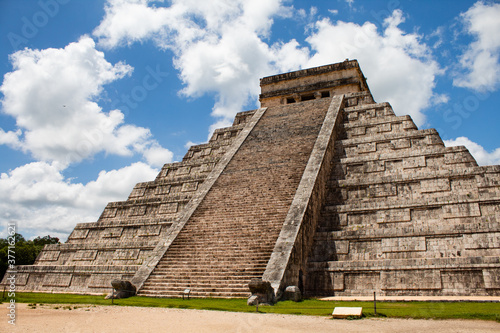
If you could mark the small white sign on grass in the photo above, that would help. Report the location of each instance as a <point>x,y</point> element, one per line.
<point>344,312</point>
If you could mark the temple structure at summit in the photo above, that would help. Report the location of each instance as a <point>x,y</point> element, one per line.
<point>320,188</point>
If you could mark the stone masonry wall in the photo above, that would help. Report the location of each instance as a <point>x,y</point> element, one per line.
<point>126,233</point>
<point>405,215</point>
<point>230,237</point>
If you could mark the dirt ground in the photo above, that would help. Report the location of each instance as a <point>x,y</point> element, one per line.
<point>102,319</point>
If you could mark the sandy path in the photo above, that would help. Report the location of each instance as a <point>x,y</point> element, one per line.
<point>104,319</point>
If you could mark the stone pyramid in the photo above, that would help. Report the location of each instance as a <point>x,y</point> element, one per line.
<point>320,188</point>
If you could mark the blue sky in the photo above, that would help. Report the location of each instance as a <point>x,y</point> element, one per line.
<point>97,95</point>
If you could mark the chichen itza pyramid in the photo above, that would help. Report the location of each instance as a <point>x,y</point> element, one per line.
<point>320,188</point>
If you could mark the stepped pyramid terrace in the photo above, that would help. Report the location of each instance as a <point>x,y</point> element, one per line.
<point>320,188</point>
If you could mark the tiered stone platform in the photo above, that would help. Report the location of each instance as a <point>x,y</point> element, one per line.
<point>405,215</point>
<point>320,188</point>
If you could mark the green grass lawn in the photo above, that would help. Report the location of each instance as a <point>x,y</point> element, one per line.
<point>416,310</point>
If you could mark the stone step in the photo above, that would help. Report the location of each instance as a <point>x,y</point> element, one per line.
<point>195,294</point>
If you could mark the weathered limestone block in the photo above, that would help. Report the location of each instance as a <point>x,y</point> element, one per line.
<point>374,166</point>
<point>122,289</point>
<point>367,147</point>
<point>49,255</point>
<point>292,293</point>
<point>138,191</point>
<point>491,278</point>
<point>482,241</point>
<point>341,247</point>
<point>411,280</point>
<point>163,189</point>
<point>435,185</point>
<point>401,143</point>
<point>382,190</point>
<point>168,208</point>
<point>188,187</point>
<point>414,162</point>
<point>79,234</point>
<point>109,212</point>
<point>126,254</point>
<point>149,230</point>
<point>403,244</point>
<point>337,281</point>
<point>85,255</point>
<point>137,210</point>
<point>113,232</point>
<point>393,215</point>
<point>263,291</point>
<point>488,180</point>
<point>461,210</point>
<point>57,280</point>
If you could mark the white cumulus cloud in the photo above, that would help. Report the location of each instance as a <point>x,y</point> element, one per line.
<point>38,198</point>
<point>52,94</point>
<point>220,46</point>
<point>481,59</point>
<point>399,66</point>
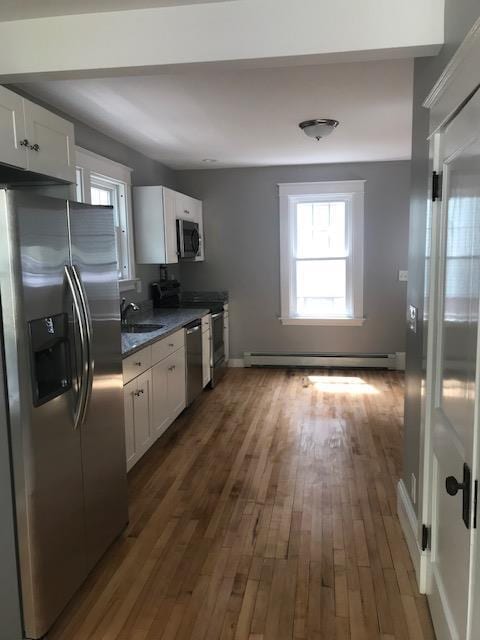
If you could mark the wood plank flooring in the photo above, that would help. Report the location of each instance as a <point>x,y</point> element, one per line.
<point>268,512</point>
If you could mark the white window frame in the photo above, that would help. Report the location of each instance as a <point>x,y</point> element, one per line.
<point>352,193</point>
<point>95,168</point>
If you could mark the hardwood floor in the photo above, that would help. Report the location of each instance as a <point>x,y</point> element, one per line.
<point>268,513</point>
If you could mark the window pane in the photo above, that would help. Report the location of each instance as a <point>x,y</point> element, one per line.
<point>79,184</point>
<point>108,196</point>
<point>321,229</point>
<point>321,288</point>
<point>101,196</point>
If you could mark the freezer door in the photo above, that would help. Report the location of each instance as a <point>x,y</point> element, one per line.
<point>94,260</point>
<point>39,336</point>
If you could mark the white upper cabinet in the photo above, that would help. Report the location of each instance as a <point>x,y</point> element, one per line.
<point>51,143</point>
<point>12,129</point>
<point>156,210</point>
<point>35,139</point>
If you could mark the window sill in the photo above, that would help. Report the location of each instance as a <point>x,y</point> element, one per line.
<point>325,322</point>
<point>129,285</point>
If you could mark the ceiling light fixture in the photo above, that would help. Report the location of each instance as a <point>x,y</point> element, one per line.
<point>320,128</point>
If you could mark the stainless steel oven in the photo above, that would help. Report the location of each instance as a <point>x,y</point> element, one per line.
<point>188,239</point>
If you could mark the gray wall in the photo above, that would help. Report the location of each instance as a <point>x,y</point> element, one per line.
<point>10,608</point>
<point>241,220</point>
<point>459,17</point>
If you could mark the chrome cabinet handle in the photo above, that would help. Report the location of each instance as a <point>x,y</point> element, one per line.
<point>88,333</point>
<point>79,411</point>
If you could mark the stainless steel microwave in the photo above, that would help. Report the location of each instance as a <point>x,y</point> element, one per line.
<point>188,239</point>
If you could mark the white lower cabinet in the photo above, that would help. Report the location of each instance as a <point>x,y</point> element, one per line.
<point>156,397</point>
<point>176,383</point>
<point>169,391</point>
<point>206,356</point>
<point>137,397</point>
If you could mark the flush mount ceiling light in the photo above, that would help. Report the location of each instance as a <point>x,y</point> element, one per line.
<point>320,128</point>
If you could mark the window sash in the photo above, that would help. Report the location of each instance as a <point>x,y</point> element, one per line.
<point>97,171</point>
<point>293,306</point>
<point>350,192</point>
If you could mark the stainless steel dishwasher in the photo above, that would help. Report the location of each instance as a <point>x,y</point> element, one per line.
<point>193,335</point>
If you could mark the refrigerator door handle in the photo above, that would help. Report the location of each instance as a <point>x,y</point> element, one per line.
<point>79,408</point>
<point>89,329</point>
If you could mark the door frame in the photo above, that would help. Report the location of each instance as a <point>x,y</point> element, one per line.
<point>456,85</point>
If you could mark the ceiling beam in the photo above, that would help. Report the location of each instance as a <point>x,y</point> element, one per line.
<point>247,31</point>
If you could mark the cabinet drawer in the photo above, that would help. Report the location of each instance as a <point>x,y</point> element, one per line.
<point>170,344</point>
<point>136,364</point>
<point>206,322</point>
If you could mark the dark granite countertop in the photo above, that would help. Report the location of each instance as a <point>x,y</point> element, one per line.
<point>172,319</point>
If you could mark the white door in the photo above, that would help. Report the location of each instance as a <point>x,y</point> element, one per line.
<point>13,149</point>
<point>169,208</point>
<point>143,413</point>
<point>51,143</point>
<point>177,388</point>
<point>455,410</point>
<point>160,407</point>
<point>129,411</point>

_The task_
Each record should be copied exactly, and each image left out.

_Output for this exercise_
If you could mark the small white sign on grass in the photo above, that would help. Report the location of each instance as a <point>x,y</point> element, one per line.
<point>344,312</point>
If you could mark the temple structure at summit in the photo above, that would help. Report the location of each instance as a <point>x,y</point> element, one per line.
<point>320,188</point>
If you could mark the stone masonry wall in the photo above, that would help. Report the location of each instance as a <point>x,y</point> element, one per line.
<point>126,233</point>
<point>405,215</point>
<point>230,237</point>
If you could mark the dirt ground in the photo above, that would help. Report the location of each instance as a <point>x,y</point> element, one per line.
<point>102,319</point>
If you could mark the sandy path in the photo above, that would help. Report the location of each instance as a <point>x,y</point> element, one per line.
<point>104,319</point>
If you could mark the stone pyramid in the photo above, that would help. Report the location of each instance as a <point>x,y</point> element, one per line.
<point>320,188</point>
If you could mark the blue sky in the photo above, that would help. Report the location of each instance as a <point>x,y</point> element, one per line.
<point>97,95</point>
If you could mark the chichen itza pyramid in the photo above, that would help. Report the location of each instance as a <point>x,y</point> element, one per line.
<point>320,188</point>
If you could mark the stepped pyramid terrace in the photo above, that would help. Report the location of each instance as a <point>x,y</point> element, one per line.
<point>320,188</point>
If you could mark the tiered stone platform in the photo above, that would help. Report the location of each instance as a <point>x,y</point> element, one per line.
<point>405,215</point>
<point>320,188</point>
If you could mark the green grass lawn in the photo above, that would help. Report the location of each instance as a <point>x,y</point> element, one per line.
<point>416,310</point>
If you could mark the stone step in the photo above, that would help. Report the location of each instance as a <point>x,y</point> element, one per line.
<point>195,294</point>
If you could mark the weathered limestone block in the photo above, that would help. Report the location of each instance as a <point>x,y</point> element, one per line.
<point>374,166</point>
<point>122,289</point>
<point>367,147</point>
<point>49,255</point>
<point>292,293</point>
<point>138,191</point>
<point>491,278</point>
<point>482,241</point>
<point>341,247</point>
<point>411,280</point>
<point>163,189</point>
<point>435,185</point>
<point>401,143</point>
<point>382,190</point>
<point>168,208</point>
<point>188,187</point>
<point>414,162</point>
<point>79,234</point>
<point>109,212</point>
<point>126,254</point>
<point>149,230</point>
<point>403,244</point>
<point>337,281</point>
<point>85,255</point>
<point>137,210</point>
<point>113,232</point>
<point>393,215</point>
<point>263,291</point>
<point>488,180</point>
<point>461,210</point>
<point>57,280</point>
If you could mark the white cumulus cloud in the photo above, that would help. Report the location of each instance as a <point>x,y</point> element, one per line.
<point>38,198</point>
<point>52,94</point>
<point>220,46</point>
<point>481,59</point>
<point>399,66</point>
If you could mark the wood plank flooring in the photo above, that would help. Report the location of each instance as a <point>x,y</point> element, one per line.
<point>268,512</point>
If you could mark the white window frame in the photo above, that would help. Report the location of each instance as a <point>x,y</point> element, one per line.
<point>352,193</point>
<point>95,168</point>
If you could mark the hardwood floor in the photo above, that would help. Report the location of each instance as a <point>x,y</point> element, one per line.
<point>268,513</point>
If you could mark the window pane in the photo above, that would help. Report the location of each instance as a <point>x,y</point> element, one per line.
<point>79,184</point>
<point>108,196</point>
<point>321,229</point>
<point>321,288</point>
<point>101,196</point>
If you could mark the freezer door in the photo above, that would help. Report the location of each instance as a <point>x,y</point> element, one per line.
<point>94,260</point>
<point>39,336</point>
If you could mark the white upper cabinet in the photo above, that would help. Report the location of each instance as a <point>x,y</point> element, one per line.
<point>51,143</point>
<point>12,129</point>
<point>156,210</point>
<point>35,139</point>
If you could mark the window sill in the photo above, that would help. Report the location of each instance as a <point>x,y</point> element, one per line.
<point>325,322</point>
<point>129,285</point>
If you could mark the ceiling light fixture in the photo above, that would help. Report the location of each instance as a <point>x,y</point> element, one per line.
<point>320,128</point>
If you could mark the stainless steel oven in the photo above, that would help. Report the location of each instance as a <point>x,y</point> element, one per line.
<point>188,239</point>
If you could mark the gray wall in the photo above, that would help. Report the location of each instance as a <point>x,y</point> element, one per line.
<point>10,608</point>
<point>241,220</point>
<point>459,17</point>
If you could mark the chrome cabinet handle in the photo above, that would help. Report the location of each instance as a <point>x,y</point> element, one per line.
<point>88,333</point>
<point>79,411</point>
If you could mark the stainless steel microwave in the photo above, that would help. Report the location of each instance as a <point>x,y</point> element, one per line.
<point>188,239</point>
If you could mark the white lower cabinet in the photo above, that would help. Report the location of each instance as a <point>x,y</point> element, one per line.
<point>156,397</point>
<point>176,383</point>
<point>169,391</point>
<point>206,356</point>
<point>137,397</point>
If you could mark the flush mount ceiling light in the photo above, that would help. Report the location of each instance as a <point>x,y</point> element, one per line.
<point>320,128</point>
If you could mark the window sash in the photo above, that would help. Report the location of each instance as a <point>x,y</point> element, one per line.
<point>97,171</point>
<point>293,306</point>
<point>350,192</point>
If you could mark the stainless steel dishwasher in the photo above, that would help. Report the location of each instance as a <point>x,y</point> element, one per line.
<point>193,335</point>
If you could mark the refrigerator door handle in the photo above, that would help. Report the location of each instance as a <point>x,y</point> element, one per line.
<point>79,408</point>
<point>89,329</point>
If you could mark the door frame in the photo above, that would help. Report the location of each instance as a <point>x,y</point> element, one per line.
<point>456,85</point>
If you could mark the ceiling beam in the photo above, that would help. Report the location of each instance as a <point>x,y</point> element, one per line.
<point>247,31</point>
If you could mark the cabinet drawer in the photo above, that would help. Report the location of each instance as a <point>x,y</point> element, one per line.
<point>170,344</point>
<point>136,364</point>
<point>206,322</point>
If you could mark the dark granite countertop in the photo above, that would help. Report the location of each instance as a <point>x,y</point> element, one per line.
<point>172,319</point>
If you could mark the white door in the photo above, that would help. Report the location of each instance as a <point>x,y</point> element, one per line.
<point>13,149</point>
<point>169,208</point>
<point>143,413</point>
<point>51,143</point>
<point>177,388</point>
<point>455,410</point>
<point>160,407</point>
<point>129,411</point>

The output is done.